To be done:
List every person named in the passage on war below.

Selected excerpt:
━━━━━━━━━━━━━━━━

War generally involves two or more organized groups or parties (often, nations). Such a conflict is always an attempt at altering either the psychological or material hierarchy of domination or equality between such groups. In all cases, at least one participant (group) in the conflict perceives the need to either psychologically or materially dominate the other participant.

In all wars, the group(s) experiencing the need to dominate other group(s) are unable and unwilling to accept or permit the possibility of a relationship of fundamental equality to exist between the groups who have opted for group violence (war). The aspect of domination that is a precipitating factor in all wars, i.e. one group wishing to dominate another, is also often a precipitating factor in individual one-on-one violence outside of the context of war, i.e. one individual wishing to dominate another.[7]

In 2003, Nobel Laureate Richard E. Smalley identified war as the sixth (of ten) biggest problems facing the society of mankind for the next fifty years.[8] In the 1832 book "On War", by Prussian military general and theoretician Carl Von Clausewitz, the author refers to war as the "continuation of political intercourse, carried on with other means."[9] War is an interaction in which two or more opposing forces have a “struggle of wills”.[10] The term is also used as a metaphor for non-military conflict, such as class war.

War is a seemingly inescapable and integral aspect of human culture. Its practice is not linked to any single type of political organization or society. Rather, as discussed by John Keegan in his History Of Warfare, war is a universal phenomenon whose form and scope is defined by the society that wages it.[11] The conduct of war extends along a continuum, from the almost universal primitive endemic warfare that began well before recorded human history, to advanced nuclear warfare between global alliances, with the recently developed ultimate potential for human extinction.

━━━━━━━━━━━━━━━━

Data excerpt:
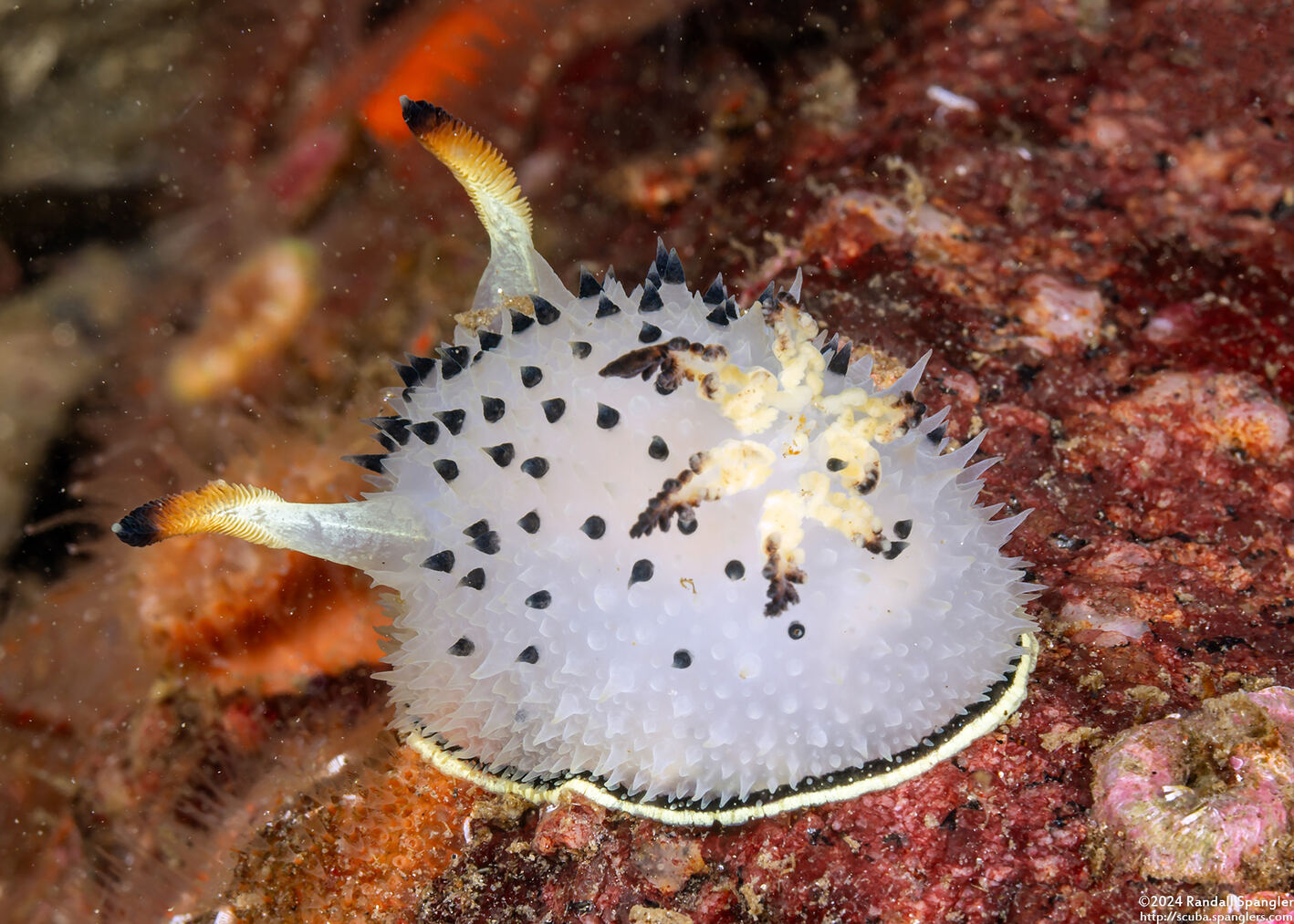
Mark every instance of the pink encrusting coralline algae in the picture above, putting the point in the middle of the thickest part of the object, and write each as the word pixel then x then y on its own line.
pixel 1206 797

━━━━━━━━━━━━━━━━

Final result:
Richard E. Smalley, Carl Von Clausewitz, John Keegan